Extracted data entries
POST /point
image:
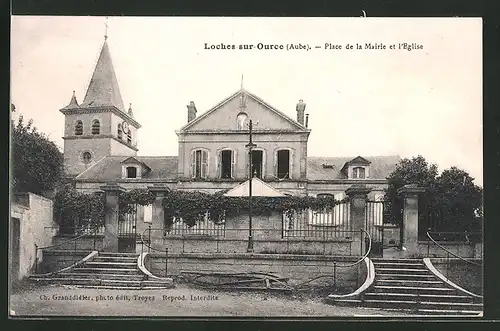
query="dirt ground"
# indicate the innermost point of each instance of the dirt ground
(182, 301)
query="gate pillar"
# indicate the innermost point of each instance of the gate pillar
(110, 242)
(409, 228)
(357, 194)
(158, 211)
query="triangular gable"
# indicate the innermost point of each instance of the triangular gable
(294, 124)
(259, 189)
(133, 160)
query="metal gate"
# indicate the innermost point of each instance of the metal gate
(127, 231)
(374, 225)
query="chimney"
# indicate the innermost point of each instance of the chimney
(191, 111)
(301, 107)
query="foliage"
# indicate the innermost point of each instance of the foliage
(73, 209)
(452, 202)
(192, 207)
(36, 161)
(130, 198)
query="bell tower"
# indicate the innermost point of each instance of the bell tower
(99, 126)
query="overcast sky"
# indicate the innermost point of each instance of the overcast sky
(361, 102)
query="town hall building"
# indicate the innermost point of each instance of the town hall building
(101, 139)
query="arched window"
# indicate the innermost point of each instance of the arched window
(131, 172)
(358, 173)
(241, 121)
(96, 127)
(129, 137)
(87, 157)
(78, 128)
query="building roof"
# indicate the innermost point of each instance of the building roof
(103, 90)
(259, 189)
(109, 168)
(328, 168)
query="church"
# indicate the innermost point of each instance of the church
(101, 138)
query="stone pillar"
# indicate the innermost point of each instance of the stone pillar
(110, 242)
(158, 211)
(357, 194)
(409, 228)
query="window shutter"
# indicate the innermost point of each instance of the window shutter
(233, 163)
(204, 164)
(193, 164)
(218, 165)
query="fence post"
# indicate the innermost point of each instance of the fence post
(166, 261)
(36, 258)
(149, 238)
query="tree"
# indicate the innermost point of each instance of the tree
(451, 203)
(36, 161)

==

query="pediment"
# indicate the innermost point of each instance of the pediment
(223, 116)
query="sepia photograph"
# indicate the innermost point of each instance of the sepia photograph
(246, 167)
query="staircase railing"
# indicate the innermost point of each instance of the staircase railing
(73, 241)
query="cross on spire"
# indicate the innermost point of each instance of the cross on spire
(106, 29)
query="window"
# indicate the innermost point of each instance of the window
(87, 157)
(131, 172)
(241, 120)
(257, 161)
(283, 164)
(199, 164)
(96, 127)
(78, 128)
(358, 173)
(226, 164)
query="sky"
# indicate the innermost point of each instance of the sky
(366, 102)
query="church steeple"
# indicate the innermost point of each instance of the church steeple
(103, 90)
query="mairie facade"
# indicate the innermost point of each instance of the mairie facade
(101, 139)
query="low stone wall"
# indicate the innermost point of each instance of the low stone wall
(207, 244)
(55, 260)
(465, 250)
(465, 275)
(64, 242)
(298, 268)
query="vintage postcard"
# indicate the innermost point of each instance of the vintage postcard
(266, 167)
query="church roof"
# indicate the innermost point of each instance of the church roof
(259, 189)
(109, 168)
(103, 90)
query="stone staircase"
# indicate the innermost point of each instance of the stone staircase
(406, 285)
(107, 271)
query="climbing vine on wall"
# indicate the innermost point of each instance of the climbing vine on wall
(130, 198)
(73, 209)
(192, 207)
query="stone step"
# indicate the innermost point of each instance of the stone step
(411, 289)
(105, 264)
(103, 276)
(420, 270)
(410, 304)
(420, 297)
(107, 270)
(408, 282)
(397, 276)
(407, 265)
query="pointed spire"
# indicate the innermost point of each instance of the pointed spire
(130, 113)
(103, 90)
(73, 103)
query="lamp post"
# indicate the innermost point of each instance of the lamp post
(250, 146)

==

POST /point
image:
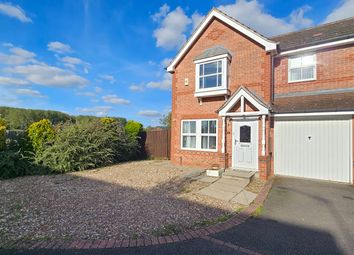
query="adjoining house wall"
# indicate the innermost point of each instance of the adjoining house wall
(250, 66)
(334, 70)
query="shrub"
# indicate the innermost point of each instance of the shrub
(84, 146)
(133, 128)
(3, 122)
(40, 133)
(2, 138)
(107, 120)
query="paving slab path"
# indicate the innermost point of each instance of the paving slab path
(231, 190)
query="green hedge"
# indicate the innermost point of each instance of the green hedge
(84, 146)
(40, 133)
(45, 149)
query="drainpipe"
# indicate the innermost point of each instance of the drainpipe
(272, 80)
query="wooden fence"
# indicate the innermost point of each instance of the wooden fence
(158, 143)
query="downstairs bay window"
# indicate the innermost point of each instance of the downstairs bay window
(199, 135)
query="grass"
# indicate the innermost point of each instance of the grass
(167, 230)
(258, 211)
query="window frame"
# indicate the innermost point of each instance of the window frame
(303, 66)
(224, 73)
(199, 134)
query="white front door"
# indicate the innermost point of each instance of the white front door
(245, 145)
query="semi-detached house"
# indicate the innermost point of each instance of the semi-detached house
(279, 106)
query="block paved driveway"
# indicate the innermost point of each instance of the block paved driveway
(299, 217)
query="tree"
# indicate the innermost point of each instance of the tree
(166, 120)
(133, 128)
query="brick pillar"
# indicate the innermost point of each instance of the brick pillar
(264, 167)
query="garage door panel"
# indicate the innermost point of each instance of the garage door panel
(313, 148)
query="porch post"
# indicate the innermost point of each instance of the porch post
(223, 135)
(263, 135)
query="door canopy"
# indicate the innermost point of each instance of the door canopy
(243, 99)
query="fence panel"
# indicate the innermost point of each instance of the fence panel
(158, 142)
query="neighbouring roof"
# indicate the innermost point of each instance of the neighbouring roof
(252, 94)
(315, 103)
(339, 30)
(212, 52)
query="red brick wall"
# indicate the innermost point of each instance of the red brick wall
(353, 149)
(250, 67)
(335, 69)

> _Objective_: Report every line of the listing above that contains the string "stone". Case counts.

> _The completed task_:
query="stone pillar"
# indicate the innermost point of each instance of the stone pillar
query="low stone wall"
# indicate the innermost point of each instance of the low stone wall
query="stone staircase"
# indicate the innermost point of each instance of the stone staircase
query="stone step"
# indicate the innermost point of each instance of the stone step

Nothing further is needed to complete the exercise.